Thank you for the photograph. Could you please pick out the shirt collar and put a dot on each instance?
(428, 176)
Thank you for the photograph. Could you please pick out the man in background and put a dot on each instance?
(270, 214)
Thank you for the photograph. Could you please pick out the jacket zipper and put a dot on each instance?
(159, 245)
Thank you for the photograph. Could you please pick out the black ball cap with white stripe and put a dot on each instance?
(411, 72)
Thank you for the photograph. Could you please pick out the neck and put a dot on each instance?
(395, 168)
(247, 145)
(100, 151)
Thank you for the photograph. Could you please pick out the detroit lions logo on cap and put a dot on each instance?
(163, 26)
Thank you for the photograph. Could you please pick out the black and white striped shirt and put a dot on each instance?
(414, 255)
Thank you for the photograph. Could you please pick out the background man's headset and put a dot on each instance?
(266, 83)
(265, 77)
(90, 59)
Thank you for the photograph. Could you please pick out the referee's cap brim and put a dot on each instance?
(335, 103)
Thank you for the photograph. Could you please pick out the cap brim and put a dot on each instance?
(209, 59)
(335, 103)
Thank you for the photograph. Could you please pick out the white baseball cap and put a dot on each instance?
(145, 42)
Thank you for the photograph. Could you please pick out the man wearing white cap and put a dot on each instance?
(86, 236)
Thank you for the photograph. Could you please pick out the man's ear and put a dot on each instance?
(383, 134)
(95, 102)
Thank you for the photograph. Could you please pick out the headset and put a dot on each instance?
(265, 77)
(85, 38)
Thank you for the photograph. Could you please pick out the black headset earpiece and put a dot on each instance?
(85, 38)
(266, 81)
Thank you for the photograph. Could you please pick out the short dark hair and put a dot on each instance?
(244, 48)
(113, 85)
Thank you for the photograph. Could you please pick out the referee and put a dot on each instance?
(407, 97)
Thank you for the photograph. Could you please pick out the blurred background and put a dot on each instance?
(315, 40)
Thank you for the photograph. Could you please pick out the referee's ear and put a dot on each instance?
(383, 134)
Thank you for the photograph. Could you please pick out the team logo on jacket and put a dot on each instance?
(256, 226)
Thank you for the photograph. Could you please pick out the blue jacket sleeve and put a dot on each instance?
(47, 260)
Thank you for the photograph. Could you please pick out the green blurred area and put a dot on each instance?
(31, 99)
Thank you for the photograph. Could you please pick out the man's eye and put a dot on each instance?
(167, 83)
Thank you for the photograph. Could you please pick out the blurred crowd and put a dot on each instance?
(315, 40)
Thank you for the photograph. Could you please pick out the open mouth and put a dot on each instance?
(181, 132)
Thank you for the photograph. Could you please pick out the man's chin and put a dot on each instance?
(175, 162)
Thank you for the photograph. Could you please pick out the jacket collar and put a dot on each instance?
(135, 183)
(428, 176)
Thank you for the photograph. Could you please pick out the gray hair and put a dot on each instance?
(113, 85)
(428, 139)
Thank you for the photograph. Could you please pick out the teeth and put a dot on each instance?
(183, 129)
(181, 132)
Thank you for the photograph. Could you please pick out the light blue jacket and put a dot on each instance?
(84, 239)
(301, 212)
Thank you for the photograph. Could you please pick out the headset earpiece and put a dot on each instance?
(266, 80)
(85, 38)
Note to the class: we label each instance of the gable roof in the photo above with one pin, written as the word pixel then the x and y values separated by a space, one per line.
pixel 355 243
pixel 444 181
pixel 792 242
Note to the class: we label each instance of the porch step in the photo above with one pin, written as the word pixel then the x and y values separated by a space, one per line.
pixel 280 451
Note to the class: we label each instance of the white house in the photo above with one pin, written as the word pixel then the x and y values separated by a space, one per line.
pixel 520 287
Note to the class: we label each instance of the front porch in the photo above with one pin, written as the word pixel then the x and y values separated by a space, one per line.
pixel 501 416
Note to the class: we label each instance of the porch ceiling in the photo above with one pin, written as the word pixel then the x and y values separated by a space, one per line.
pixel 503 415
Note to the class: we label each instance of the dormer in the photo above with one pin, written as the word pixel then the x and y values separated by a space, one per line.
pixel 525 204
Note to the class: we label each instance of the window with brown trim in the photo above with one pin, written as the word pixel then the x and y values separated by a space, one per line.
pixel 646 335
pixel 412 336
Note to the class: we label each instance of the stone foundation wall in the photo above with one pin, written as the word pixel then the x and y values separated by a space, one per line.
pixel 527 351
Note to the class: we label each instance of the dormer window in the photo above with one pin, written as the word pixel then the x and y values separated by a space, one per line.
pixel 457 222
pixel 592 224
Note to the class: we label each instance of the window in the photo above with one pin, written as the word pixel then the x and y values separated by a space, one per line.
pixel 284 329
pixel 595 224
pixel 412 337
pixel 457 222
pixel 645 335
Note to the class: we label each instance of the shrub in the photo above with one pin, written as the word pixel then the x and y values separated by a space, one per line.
=-=-=-=-=
_Request_. Extract all of the data exactly as written.

_The answer_.
Thank you for the photograph. Could you please pick out the shirt collar and put a dot on each instance?
(428, 176)
Thank you for the photograph. Could you please pick out the man in background and put a dot on each instance?
(270, 214)
Thank you for the photograph. Could you please pick out the jacket zipper and put a dot on each instance?
(159, 245)
Thank you for the photograph. Could you please pick out the black ball cap with white stripe and put a dot on each instance?
(411, 72)
Thank you for the photograph. Could you please pick out the neck and put a dot on each instance?
(395, 168)
(247, 145)
(100, 151)
Thank you for the photograph. Could you please pick out the detroit lions logo on cap and put a dot on each instance?
(163, 26)
Thank you for the photograph. Could you please pick out the black and white striped shirt and put a dot on each instance?
(414, 255)
Thank you for the photograph. Could you please pick out the background man's headset and put a dot on each instance?
(266, 83)
(265, 77)
(90, 59)
Thank you for the photograph. Could you please pick out the referee's cap brim and put a dot on each instance?
(335, 103)
Thank you for the photograph. Could you please pick out the cap brim and put a dot on each instance?
(209, 59)
(335, 103)
Thank you for the photograph. Could you please pick out the white baseball cap and put a dot on each instance?
(145, 42)
Thank you for the photograph. Could you please pick out the man wearing white cap and put a dot on each instance?
(86, 236)
Thank you for the photograph. Could you please pick out the man's ear and put a dot on each instance?
(383, 134)
(95, 102)
Thank you for the photograph. Could you please pick out the headset and put a dot on each instance?
(265, 77)
(85, 38)
Thank you for the photograph. Could you please pick out the black headset earpiece and put a dot on each instance?
(85, 38)
(266, 81)
Thank you for the photograph. Could you please pick out the short dark hair and put a dot on each instance?
(244, 48)
(113, 85)
Thank you for the photograph. Could you please pick out the referee and put a dot on each instance?
(407, 97)
Thank you for the photograph. Could you please pick out the blurred background and put a dot on each instance?
(315, 40)
Thank you for the photograph. Could you please pick out the referee's ear and put a dot on each instance?
(383, 134)
Thank you for the photograph. Could you please pick out the team logo on jacket and put a dot on each instance?
(256, 226)
Thank you for the photograph. Could you please pick out the blue jacket sleeve and put a dot on each instance?
(47, 260)
Thank you for the photograph. Could you please pick out the green blurred area and put a dot on each instance?
(31, 99)
Thank you for the photograph. Could you please pick out the man's eye and put a dot on each instance?
(167, 83)
Thank you for the photograph. Could you please pick out the blurred crowd and put a dot on each instance?
(315, 40)
Thank you for the photograph. Could you please pick out the open mouth and put a dot on each instance?
(181, 132)
Thank you for the photograph. Could you please pick out the man's chin and put a dot on each instance?
(175, 162)
Thank you for the photograph. Could you please pick out the jacket collar and put a dot on each instance?
(135, 183)
(428, 176)
Thank you for the photograph. Could you please pick out the gray hair and put a dot on each instance?
(113, 85)
(428, 139)
Thank you for the photograph. Could you please pick out the teeth and put a dot on each instance?
(183, 129)
(181, 132)
Thank you for the photograph. Could you please pick out the light blue jacket and put a dot on each instance?
(84, 239)
(301, 212)
Thank you for the photograph. Could you please pick out the headset earpiece and put a dot on each instance?
(266, 80)
(85, 38)
Note to the class: we label each instance of the gable roof in the photo above with one pin, written as the word pixel then the x and y values separated by a space, one per line.
pixel 355 243
pixel 444 181
pixel 792 242
Note to the class: we label each instance of the porch step in the photo above with one pin, written as the word pixel then the x and y values separated by a space, one per line.
pixel 280 451
Note to the class: we label each instance of the white house in the photo above with one pin, written as the word pixel then the x and y values separated by a space, one per line.
pixel 520 287
Note to the class: we label each instance of the front porch in the photo above with one pin, written as the word pixel then the x and y values separated by a space, one per line.
pixel 501 416
Note to the class: we label each instance of the porch ceiling in the photo above with one pin, written as the word pixel then the x and y values separated by a space, one per line.
pixel 503 415
Note to the class: we label each instance of the dormer in the photo above with one pin, written as the word pixel then the x and y values separated by a space, one per line.
pixel 525 204
Note to the class: we label each instance of the window with brown trim in the photo above with one pin, written as the word pixel then the x and y values separated by a space, one per line.
pixel 646 335
pixel 412 336
Note to the class: we label each instance of the stone foundation wall in the photo above with one pin, written as the word pixel then the x and y values separated by a space, one per line.
pixel 527 351
Note to the class: we label each instance of the dormer window in the photo above with one pin, written as the word pixel then the x and y values separated by a space, one per line.
pixel 457 222
pixel 592 224
Note to the class: we label each instance of the window in the photo above with one pin, written as the word pixel then the x and y values separated by a space, one per line.
pixel 284 329
pixel 595 224
pixel 412 337
pixel 457 222
pixel 645 335
Note to the class: we label each instance of the shrub in the photo above with one pin, written as the word pixel then the x and y values separated by a space, one per line.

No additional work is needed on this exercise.